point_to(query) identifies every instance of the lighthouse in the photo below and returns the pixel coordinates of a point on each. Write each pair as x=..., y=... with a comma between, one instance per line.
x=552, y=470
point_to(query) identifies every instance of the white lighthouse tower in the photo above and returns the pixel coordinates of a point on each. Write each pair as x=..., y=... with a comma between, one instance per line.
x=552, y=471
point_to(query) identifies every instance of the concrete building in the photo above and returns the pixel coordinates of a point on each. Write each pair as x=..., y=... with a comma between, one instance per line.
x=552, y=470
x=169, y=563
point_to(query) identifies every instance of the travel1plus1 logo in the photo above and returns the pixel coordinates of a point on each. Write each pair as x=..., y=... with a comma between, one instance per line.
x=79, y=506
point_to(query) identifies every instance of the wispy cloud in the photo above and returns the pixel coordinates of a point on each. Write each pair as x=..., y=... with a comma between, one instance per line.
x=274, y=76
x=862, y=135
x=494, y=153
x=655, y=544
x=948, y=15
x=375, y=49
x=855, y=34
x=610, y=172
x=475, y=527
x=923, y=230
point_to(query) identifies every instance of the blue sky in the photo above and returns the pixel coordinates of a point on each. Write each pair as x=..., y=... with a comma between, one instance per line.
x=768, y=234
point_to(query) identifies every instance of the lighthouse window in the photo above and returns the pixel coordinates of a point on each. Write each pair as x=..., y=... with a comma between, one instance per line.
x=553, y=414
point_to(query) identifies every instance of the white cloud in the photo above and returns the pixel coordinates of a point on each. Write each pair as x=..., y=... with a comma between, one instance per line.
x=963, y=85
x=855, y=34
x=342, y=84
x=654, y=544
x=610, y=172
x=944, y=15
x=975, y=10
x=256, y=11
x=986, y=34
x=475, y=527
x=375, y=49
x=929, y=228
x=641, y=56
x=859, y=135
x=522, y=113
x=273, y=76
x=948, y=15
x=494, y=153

### THE EXERCISE
Reproduce every row in the part that opens with the line containing "point_to(query) identifies every instance of the concrete" and closes with the line containing "x=768, y=234", both lines included, and leave the wording unchanged. Multiply each x and y coordinate in the answers by 2.4 and round it to a whole number, with halves rounded up.

### SOLVED PROBLEM
point_to(query) identifies every instance of the concrete building in the photo above and returns the pixel coordinates of a point on each. Write each pair as x=..., y=... with a comma between, one instance per line.
x=1325, y=1128
x=406, y=1351
point_to(query) identifies every instance of the travel1plus1 logo in the photo above and returns the pixel coordinates of a point on each. Write each pair as x=..., y=... with a comma between, one instance per line.
x=190, y=1214
point_to(query) identifies every instance of the wispy cloud in the photo above and returns the pixel coordinates of a point on each. Write each pair as x=..., y=... with a comma between, one instance per line.
x=658, y=182
x=2069, y=324
x=1186, y=367
x=1572, y=1306
x=2275, y=36
x=900, y=118
x=2052, y=82
x=1464, y=413
x=1140, y=1265
x=2215, y=552
point_to(query) identifies every instance of the blue sky in the photo above and returns the pixel coordinates of a point on each. Write each pair as x=..., y=... with a comma between, one instance per line.
x=1843, y=562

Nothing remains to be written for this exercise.